Required action: What lines of the data below hold the string "TARGET"? Copy each one out.

Available records:
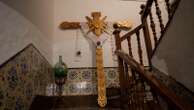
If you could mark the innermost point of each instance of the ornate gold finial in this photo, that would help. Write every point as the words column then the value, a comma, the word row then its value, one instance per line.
column 96, row 25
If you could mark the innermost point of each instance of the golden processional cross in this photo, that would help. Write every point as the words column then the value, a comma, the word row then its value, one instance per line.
column 97, row 26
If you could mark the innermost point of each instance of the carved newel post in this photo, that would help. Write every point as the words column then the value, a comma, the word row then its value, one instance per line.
column 60, row 71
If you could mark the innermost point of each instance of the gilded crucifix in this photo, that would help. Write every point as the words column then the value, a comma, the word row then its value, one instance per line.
column 97, row 26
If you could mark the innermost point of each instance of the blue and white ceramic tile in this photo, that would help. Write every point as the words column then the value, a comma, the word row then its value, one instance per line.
column 83, row 81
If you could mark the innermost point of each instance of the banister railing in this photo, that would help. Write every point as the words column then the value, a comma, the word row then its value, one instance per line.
column 170, row 97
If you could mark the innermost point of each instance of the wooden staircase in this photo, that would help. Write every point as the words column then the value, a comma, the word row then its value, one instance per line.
column 140, row 90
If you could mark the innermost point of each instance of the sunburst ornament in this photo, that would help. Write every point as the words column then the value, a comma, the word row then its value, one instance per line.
column 96, row 25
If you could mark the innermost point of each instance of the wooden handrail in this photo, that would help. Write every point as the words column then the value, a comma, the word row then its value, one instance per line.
column 154, row 82
column 131, row 32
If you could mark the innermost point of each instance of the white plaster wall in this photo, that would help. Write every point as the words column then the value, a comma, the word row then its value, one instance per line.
column 16, row 32
column 76, row 10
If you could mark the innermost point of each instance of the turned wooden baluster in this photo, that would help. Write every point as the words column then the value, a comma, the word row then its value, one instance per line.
column 168, row 8
column 158, row 12
column 153, row 27
column 139, row 48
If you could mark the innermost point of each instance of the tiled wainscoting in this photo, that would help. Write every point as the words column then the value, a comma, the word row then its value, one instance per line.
column 83, row 81
column 22, row 77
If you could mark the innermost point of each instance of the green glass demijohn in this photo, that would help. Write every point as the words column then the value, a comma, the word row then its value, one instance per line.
column 60, row 69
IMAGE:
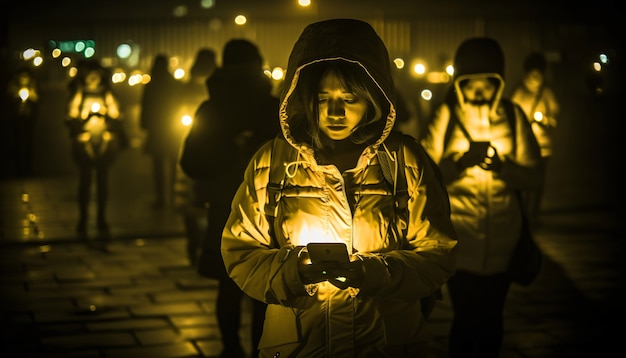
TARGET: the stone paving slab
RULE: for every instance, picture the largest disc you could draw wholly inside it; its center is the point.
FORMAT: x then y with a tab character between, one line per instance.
140	298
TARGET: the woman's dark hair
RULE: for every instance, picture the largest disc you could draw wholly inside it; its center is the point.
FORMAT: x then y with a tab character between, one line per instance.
303	105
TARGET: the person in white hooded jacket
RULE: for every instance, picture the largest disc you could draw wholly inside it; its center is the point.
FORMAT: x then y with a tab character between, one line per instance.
337	108
482	182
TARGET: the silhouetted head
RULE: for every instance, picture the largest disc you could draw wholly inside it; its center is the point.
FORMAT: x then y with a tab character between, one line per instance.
241	52
535	61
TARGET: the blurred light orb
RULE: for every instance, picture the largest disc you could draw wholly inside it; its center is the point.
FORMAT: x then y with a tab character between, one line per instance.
597	66
186	120
240	20
89	52
604	58
419	68
215	24
180	11
124	51
179	73
79	46
207	4
135	79
28	53
278	73
118	77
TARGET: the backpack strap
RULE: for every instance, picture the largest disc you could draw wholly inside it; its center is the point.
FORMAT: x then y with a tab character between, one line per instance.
391	159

Output for this task:
TARGET: the stone paving slab
TARGET: the woman's dark hair
TARGET: the person in white hooded jacket
TARGET: the silhouetted head
TARGET: the blurred light orb
TARGET: the backpack strap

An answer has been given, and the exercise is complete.